• **Exercise materials**
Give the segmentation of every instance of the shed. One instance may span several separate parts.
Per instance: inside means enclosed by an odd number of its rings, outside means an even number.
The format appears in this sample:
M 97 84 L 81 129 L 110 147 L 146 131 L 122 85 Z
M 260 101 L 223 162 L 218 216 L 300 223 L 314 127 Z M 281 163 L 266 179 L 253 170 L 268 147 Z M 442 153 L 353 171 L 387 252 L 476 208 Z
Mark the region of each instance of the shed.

• **Exercise task**
Rewrite the lines above as a Markdown table with two columns, "Row" for the row number and "Line" for the line itself, leaving out any blank lines.

• **Answer for the task**
| Row | Line |
|---|---|
| 1 | Give the segmentation of every instance of the shed. One instance may span several separate parts. |
| 2 | Per instance: inside means enclosed by an odd number of its rings, outside means an even number. |
| 3 | The format appears in this sample: |
| 4 | M 97 84 L 81 129 L 110 147 L 146 131 L 122 85 Z |
| 5 | M 260 101 L 223 162 L 218 216 L 300 223 L 314 127 Z M 281 163 L 266 179 L 253 170 L 268 147 Z M 442 153 L 353 171 L 387 252 L 476 208 Z |
| 6 | Mark the region of each instance of the shed. |